• **Exercise task**
Copy every line of the listing exactly.

======== Exercise input ========

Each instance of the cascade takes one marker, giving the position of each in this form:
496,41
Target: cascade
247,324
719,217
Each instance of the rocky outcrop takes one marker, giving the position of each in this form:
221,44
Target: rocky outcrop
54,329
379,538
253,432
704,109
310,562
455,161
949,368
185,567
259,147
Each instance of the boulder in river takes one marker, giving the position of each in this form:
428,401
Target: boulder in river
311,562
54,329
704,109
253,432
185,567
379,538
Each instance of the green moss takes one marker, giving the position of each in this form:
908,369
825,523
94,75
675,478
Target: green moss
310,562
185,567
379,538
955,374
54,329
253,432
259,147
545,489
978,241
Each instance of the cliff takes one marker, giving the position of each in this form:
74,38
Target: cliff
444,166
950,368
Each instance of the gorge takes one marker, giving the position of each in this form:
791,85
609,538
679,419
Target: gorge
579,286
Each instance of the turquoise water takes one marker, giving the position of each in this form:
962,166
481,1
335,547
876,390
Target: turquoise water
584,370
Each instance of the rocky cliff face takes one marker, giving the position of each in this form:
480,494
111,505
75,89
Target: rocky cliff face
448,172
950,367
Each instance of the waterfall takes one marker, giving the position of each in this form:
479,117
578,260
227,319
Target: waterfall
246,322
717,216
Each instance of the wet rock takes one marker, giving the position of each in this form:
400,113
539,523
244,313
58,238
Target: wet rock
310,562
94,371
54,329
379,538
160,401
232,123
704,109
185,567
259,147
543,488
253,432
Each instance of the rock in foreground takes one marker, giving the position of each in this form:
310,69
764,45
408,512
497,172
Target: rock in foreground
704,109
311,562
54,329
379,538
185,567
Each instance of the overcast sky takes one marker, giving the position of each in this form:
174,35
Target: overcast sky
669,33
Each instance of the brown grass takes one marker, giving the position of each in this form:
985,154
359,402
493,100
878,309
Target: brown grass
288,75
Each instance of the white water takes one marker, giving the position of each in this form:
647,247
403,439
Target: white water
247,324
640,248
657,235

========

• **Exercise answer**
Each instance of the cascade takes one marker, giving the position of each in this form:
496,41
Target: cascade
247,324
719,217
Each instance of the rocky outcrop takes one marker, giving the position of each in this form:
221,44
Target: rocky outcrop
54,329
379,538
253,432
704,109
310,562
455,161
949,368
185,567
259,147
Each instance of the boulder in river takes one marker, giving the position of each in this form:
428,401
Target: boulder in river
311,562
54,329
704,109
253,432
185,567
379,538
Each instance of the green moss takes one marker, giving the position of each in this form:
908,369
825,523
94,75
675,478
Target: green moss
310,562
185,567
379,538
955,374
54,329
253,432
259,147
545,489
978,241
Each instance of the cliff takes one marker, giving the position of each in this form:
74,38
Target: cliff
444,166
950,368
Each instance of the gorge takes one marker, giving the position of each in this form:
791,85
609,538
679,419
Target: gorge
579,286
Each instance of the turquoise water takes one marker, giving the position of each in this form:
962,166
481,1
335,547
876,390
Target: turquoise water
584,370
Each instance of the rocky cliff face takes one marker, giving the position of each in this form:
480,494
111,505
75,89
Target: rocky cliff face
448,172
950,367
Each instance of the waterfall takes one marker, giving the position of each in this form:
479,117
578,260
227,319
Target: waterfall
246,322
717,216
Each instance of the wet rock takes one marker, giving the position of each in this form:
400,113
539,523
244,313
58,238
Target: wet rock
310,562
94,371
54,329
379,538
160,401
232,123
704,109
185,567
259,147
543,488
253,432
Each instance of the rock in foreground takes one marker, giving the position of each in this form:
310,69
764,45
408,512
497,172
Target: rock in foreground
704,109
311,562
54,329
379,538
185,567
Each instance of the overcast sky takes one marker, giving the position of each in this form:
174,35
Target: overcast sky
669,33
Each instance of the brown grass takes one marker, giving the position of each in this form:
985,154
359,402
493,100
878,309
Target: brown grass
288,75
Each instance of the white water takes one marker, giving the position of each in this form:
647,247
403,439
Target: white water
247,324
640,248
657,235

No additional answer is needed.